**GOAL:** Please rewrite the records from the line containing "dial in the photo above." through the end of the records, swapping "green copper roof" for "verdigris roof" and keeping everything else the same. Omit the pictures from your answer.

----------------

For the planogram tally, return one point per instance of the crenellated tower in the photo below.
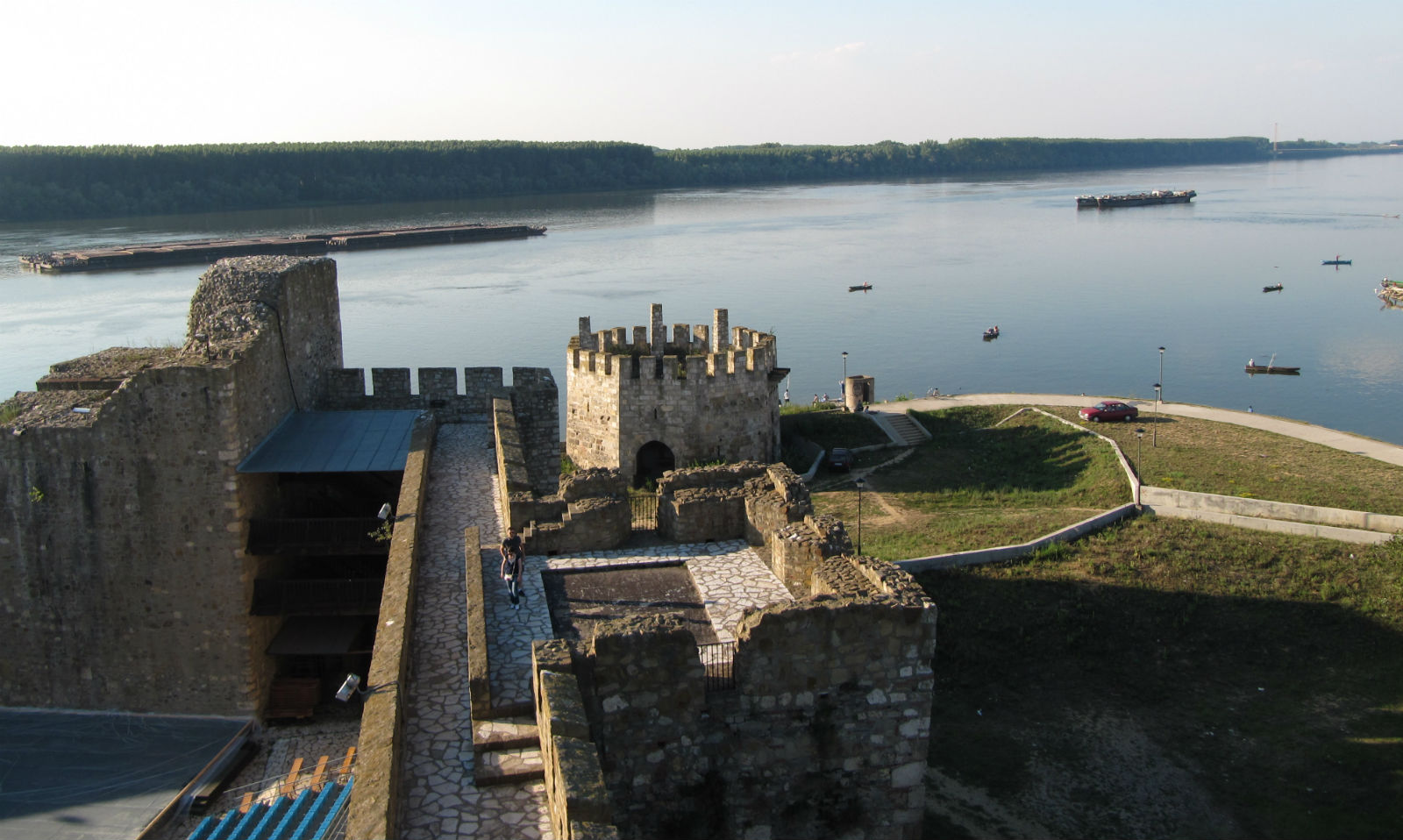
(645, 402)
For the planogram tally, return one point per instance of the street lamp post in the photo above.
(1140, 456)
(842, 388)
(860, 484)
(1154, 438)
(1161, 365)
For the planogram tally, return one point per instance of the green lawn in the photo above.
(1249, 680)
(974, 487)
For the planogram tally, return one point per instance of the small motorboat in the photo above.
(1270, 367)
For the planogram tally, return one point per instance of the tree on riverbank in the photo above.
(39, 182)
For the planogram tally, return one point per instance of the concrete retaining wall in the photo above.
(1002, 552)
(1186, 501)
(1300, 529)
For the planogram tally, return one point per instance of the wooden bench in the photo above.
(294, 697)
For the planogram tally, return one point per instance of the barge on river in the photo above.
(296, 246)
(1155, 196)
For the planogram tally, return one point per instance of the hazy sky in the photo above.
(698, 75)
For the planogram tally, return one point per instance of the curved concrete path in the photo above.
(1367, 446)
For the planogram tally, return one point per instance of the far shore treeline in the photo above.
(39, 182)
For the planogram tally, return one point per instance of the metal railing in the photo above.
(645, 512)
(719, 662)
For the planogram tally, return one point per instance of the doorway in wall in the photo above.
(654, 459)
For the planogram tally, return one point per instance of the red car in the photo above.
(1108, 409)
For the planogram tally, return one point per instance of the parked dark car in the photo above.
(1108, 409)
(839, 459)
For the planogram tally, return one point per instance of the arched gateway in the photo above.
(654, 459)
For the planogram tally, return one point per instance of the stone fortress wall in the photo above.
(706, 395)
(123, 549)
(824, 732)
(123, 545)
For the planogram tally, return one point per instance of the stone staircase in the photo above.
(507, 751)
(902, 430)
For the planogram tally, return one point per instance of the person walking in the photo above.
(514, 566)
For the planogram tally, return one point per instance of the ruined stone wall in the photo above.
(799, 549)
(123, 542)
(537, 402)
(703, 402)
(825, 734)
(575, 793)
(701, 503)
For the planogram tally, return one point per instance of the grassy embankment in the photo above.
(1161, 678)
(1169, 678)
(974, 486)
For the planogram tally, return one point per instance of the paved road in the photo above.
(1367, 446)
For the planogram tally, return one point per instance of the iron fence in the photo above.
(719, 662)
(645, 512)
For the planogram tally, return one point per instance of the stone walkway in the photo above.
(441, 800)
(730, 577)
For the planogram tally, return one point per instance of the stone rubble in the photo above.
(441, 800)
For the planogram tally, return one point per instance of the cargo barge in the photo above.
(298, 246)
(1155, 196)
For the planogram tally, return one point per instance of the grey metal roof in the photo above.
(336, 442)
(81, 776)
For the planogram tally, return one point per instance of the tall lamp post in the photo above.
(1140, 468)
(860, 484)
(1154, 438)
(842, 388)
(1161, 365)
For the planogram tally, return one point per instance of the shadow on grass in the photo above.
(1284, 717)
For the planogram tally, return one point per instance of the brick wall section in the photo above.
(124, 529)
(375, 798)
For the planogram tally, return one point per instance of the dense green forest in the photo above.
(95, 182)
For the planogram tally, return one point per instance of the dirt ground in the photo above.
(581, 599)
(1093, 773)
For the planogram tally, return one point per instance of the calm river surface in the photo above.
(1084, 297)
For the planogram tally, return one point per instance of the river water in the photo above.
(1084, 297)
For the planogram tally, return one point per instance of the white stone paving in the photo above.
(441, 800)
(730, 577)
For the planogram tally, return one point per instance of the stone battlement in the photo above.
(647, 402)
(682, 369)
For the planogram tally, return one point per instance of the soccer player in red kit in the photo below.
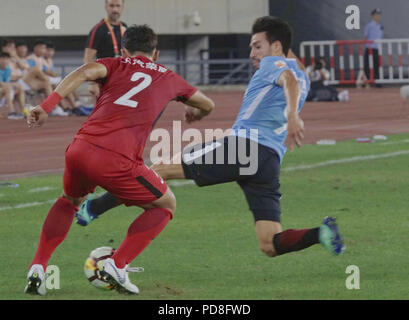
(107, 151)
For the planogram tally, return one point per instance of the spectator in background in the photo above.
(68, 104)
(30, 78)
(105, 38)
(9, 46)
(320, 90)
(6, 90)
(373, 31)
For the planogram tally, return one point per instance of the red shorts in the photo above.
(88, 166)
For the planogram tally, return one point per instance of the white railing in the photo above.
(346, 59)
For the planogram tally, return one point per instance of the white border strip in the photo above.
(346, 160)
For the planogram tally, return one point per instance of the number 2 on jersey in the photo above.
(125, 100)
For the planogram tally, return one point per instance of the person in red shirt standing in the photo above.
(107, 151)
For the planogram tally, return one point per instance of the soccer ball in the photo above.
(404, 92)
(95, 264)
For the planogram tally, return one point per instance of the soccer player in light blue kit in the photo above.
(268, 121)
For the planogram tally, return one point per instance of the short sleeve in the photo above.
(272, 68)
(94, 38)
(183, 91)
(107, 62)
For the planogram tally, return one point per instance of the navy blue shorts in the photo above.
(254, 167)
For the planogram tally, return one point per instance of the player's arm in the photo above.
(198, 106)
(300, 65)
(295, 125)
(88, 72)
(89, 55)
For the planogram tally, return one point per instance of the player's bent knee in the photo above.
(75, 201)
(268, 249)
(159, 169)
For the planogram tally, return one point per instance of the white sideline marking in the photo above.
(302, 167)
(346, 160)
(180, 183)
(41, 189)
(27, 205)
(395, 142)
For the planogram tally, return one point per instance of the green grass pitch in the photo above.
(209, 250)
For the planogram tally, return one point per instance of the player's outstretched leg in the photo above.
(330, 236)
(92, 208)
(55, 229)
(297, 239)
(141, 232)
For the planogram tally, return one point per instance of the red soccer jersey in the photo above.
(133, 96)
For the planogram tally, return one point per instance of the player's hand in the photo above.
(193, 114)
(295, 127)
(94, 89)
(36, 117)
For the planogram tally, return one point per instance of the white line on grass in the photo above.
(41, 189)
(394, 142)
(302, 167)
(346, 160)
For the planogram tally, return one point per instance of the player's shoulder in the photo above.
(273, 62)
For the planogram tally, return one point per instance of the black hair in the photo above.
(4, 55)
(276, 29)
(50, 45)
(21, 43)
(140, 38)
(6, 41)
(39, 42)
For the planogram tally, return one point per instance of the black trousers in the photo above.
(375, 54)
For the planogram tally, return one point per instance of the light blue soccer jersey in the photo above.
(264, 104)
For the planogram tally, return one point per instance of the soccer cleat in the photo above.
(118, 278)
(36, 280)
(330, 237)
(84, 215)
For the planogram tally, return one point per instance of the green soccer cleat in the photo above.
(330, 237)
(84, 215)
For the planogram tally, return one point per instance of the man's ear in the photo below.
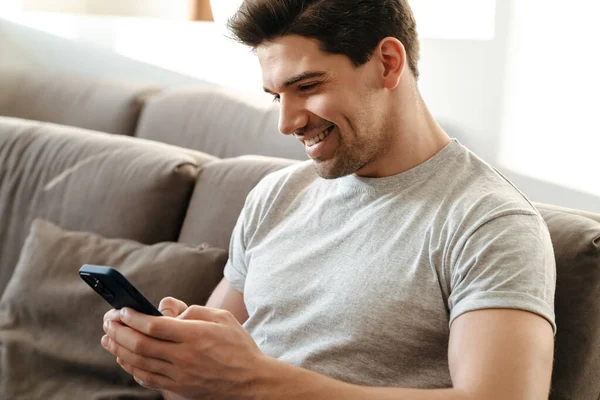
(392, 56)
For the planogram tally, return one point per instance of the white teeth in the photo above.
(318, 138)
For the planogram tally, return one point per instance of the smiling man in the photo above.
(395, 264)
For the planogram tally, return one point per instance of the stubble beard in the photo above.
(347, 159)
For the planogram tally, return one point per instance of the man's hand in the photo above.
(191, 352)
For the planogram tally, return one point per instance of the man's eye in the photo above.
(306, 88)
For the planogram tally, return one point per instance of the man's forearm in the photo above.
(282, 380)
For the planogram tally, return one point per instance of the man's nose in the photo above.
(292, 115)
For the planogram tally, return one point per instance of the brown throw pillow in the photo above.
(576, 241)
(51, 321)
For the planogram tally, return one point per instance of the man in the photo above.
(393, 265)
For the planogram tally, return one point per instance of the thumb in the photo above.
(171, 307)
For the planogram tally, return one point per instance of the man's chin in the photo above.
(330, 170)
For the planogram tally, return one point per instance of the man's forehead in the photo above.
(284, 58)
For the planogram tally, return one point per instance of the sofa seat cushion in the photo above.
(220, 194)
(106, 106)
(576, 241)
(113, 185)
(51, 320)
(217, 121)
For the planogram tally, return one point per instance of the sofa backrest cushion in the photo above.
(220, 194)
(106, 106)
(217, 121)
(115, 186)
(576, 241)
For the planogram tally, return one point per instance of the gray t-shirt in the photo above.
(359, 278)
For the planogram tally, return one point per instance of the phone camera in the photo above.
(98, 286)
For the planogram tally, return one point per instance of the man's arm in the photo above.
(494, 354)
(506, 353)
(225, 297)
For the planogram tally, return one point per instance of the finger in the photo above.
(152, 381)
(207, 314)
(137, 342)
(131, 371)
(127, 357)
(107, 323)
(112, 315)
(171, 307)
(167, 329)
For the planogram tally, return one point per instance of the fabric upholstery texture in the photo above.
(219, 196)
(218, 122)
(51, 321)
(576, 241)
(106, 106)
(116, 186)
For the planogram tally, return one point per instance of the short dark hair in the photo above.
(350, 27)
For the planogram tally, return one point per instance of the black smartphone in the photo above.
(116, 289)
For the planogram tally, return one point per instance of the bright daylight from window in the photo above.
(551, 129)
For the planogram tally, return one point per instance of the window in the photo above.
(455, 19)
(551, 129)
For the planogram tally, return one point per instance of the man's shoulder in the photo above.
(288, 181)
(479, 193)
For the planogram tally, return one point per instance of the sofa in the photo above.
(152, 180)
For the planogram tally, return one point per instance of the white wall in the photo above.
(463, 81)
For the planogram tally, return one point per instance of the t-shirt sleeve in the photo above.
(507, 262)
(236, 268)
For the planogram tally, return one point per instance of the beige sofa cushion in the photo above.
(576, 241)
(51, 321)
(220, 194)
(216, 121)
(101, 105)
(113, 185)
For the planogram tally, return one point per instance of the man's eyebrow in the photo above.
(299, 78)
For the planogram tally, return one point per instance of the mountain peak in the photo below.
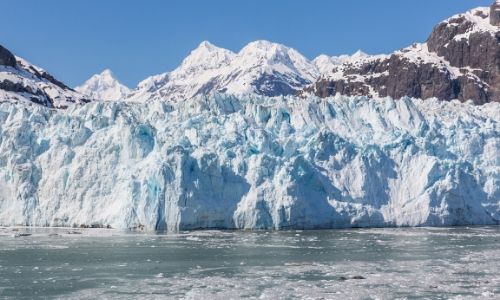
(107, 73)
(359, 54)
(104, 86)
(207, 56)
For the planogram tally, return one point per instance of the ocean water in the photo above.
(437, 263)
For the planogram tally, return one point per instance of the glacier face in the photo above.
(251, 162)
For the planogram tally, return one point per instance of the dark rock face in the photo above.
(6, 58)
(495, 14)
(475, 56)
(27, 82)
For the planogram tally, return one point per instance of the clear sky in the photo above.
(135, 39)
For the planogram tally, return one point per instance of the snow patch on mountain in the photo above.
(478, 17)
(104, 86)
(260, 68)
(251, 162)
(27, 83)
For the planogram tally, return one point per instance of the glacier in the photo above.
(251, 162)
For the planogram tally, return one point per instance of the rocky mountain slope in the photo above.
(104, 86)
(460, 60)
(21, 81)
(251, 162)
(260, 68)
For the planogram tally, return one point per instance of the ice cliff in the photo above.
(251, 162)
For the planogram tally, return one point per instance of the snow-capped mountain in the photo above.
(104, 86)
(260, 68)
(21, 81)
(251, 162)
(460, 60)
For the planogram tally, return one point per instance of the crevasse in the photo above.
(251, 162)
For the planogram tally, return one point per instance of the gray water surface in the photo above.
(330, 264)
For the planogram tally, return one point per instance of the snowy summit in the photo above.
(104, 86)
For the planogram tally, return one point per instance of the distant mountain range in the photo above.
(460, 60)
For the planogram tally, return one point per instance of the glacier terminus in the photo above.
(251, 162)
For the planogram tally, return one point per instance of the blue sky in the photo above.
(75, 39)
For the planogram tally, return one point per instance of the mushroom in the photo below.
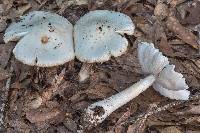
(45, 39)
(99, 34)
(161, 75)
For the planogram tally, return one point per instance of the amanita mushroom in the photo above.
(45, 39)
(99, 34)
(161, 75)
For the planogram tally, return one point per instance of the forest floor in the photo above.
(172, 25)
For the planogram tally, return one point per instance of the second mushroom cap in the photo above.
(99, 34)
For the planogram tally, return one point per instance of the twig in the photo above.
(48, 93)
(154, 109)
(3, 101)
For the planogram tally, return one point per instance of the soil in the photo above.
(34, 99)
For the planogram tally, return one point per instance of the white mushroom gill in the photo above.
(99, 34)
(45, 39)
(161, 75)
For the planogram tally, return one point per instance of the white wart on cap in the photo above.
(99, 34)
(45, 47)
(32, 20)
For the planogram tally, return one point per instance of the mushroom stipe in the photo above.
(46, 39)
(161, 75)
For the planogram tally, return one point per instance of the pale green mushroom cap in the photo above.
(32, 20)
(168, 82)
(45, 39)
(99, 34)
(45, 48)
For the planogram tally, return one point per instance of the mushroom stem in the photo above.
(84, 72)
(97, 112)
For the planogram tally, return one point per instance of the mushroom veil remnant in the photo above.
(45, 39)
(98, 35)
(161, 75)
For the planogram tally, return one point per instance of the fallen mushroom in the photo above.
(161, 75)
(45, 39)
(99, 34)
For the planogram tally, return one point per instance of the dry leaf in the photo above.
(193, 12)
(5, 50)
(3, 74)
(170, 129)
(41, 115)
(161, 11)
(184, 34)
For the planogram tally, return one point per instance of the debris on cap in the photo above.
(45, 47)
(32, 20)
(99, 34)
(45, 39)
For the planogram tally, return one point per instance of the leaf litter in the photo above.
(52, 100)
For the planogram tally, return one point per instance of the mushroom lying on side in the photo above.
(99, 34)
(161, 75)
(45, 39)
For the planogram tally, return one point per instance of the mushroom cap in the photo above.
(46, 46)
(171, 84)
(168, 82)
(151, 60)
(32, 20)
(99, 34)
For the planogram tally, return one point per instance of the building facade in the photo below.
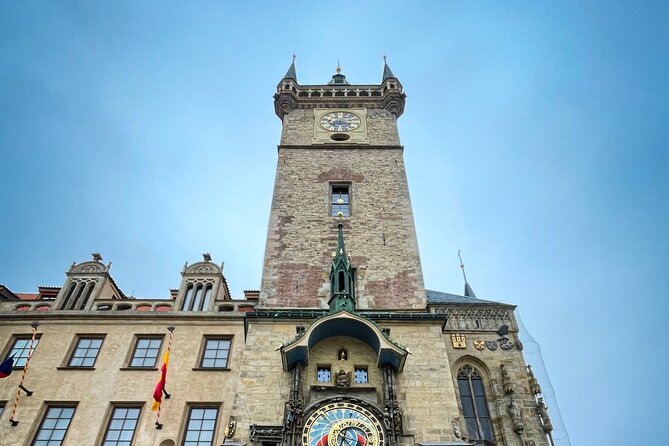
(342, 345)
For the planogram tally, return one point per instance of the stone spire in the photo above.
(291, 73)
(387, 72)
(342, 287)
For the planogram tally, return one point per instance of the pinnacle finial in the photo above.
(291, 73)
(469, 292)
(387, 72)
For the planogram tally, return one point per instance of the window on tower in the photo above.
(474, 405)
(340, 200)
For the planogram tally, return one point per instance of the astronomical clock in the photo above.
(343, 424)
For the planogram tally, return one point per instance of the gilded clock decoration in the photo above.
(340, 121)
(343, 424)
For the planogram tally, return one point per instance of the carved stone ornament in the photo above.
(507, 384)
(89, 267)
(203, 269)
(230, 428)
(458, 340)
(343, 379)
(542, 410)
(506, 344)
(457, 430)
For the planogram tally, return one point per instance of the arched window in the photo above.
(188, 298)
(474, 406)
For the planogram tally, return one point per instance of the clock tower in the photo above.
(340, 160)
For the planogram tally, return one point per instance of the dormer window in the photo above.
(197, 297)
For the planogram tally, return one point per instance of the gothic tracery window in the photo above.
(474, 406)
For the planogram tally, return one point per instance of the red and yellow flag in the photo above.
(160, 386)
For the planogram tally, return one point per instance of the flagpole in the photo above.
(159, 425)
(12, 420)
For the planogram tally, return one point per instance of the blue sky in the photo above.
(535, 135)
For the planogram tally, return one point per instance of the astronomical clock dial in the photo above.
(340, 122)
(342, 424)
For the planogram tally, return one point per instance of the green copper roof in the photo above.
(437, 297)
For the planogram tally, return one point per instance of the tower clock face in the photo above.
(342, 424)
(340, 121)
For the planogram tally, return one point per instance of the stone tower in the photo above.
(341, 161)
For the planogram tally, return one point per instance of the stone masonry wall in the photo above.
(488, 363)
(93, 389)
(380, 234)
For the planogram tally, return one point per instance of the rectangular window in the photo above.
(20, 350)
(323, 374)
(201, 426)
(216, 352)
(54, 426)
(146, 352)
(340, 200)
(86, 352)
(122, 426)
(360, 375)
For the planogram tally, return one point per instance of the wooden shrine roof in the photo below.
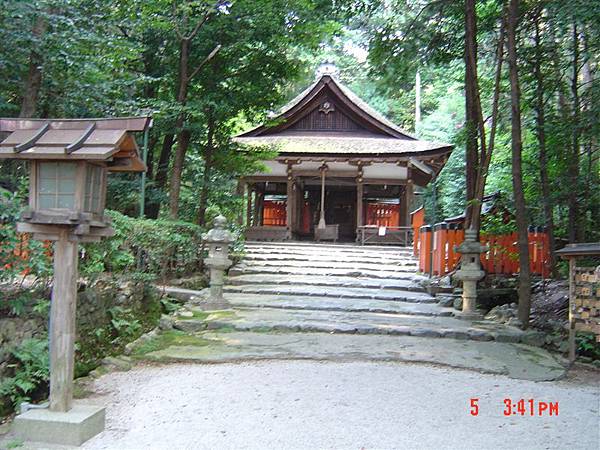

----------------

**WRITTEN RESPONSE:**
For the planogram tally, return one point per instance of the astronomical clock dial in the photo above.
(340, 122)
(342, 424)
For the planogram tally, return one point per instance of the verdigris roof in the photo above.
(437, 297)
For the planogram tally, return one point per instance of the tower clock face in the photo above.
(342, 424)
(340, 121)
For the planogram tally, return one point per instance of the stone tower in the photo above.
(341, 161)
For the planogram tally, return one point per instance of the stone masonry wall in the photo above.
(488, 363)
(93, 389)
(380, 234)
For the planogram tally, return one point per instance of the rectangular window in the photo above.
(20, 350)
(323, 374)
(201, 426)
(216, 352)
(54, 426)
(146, 352)
(340, 200)
(86, 352)
(122, 426)
(360, 375)
For the planogram tally, return one point per instance of the wooden shrine roof in the photo below.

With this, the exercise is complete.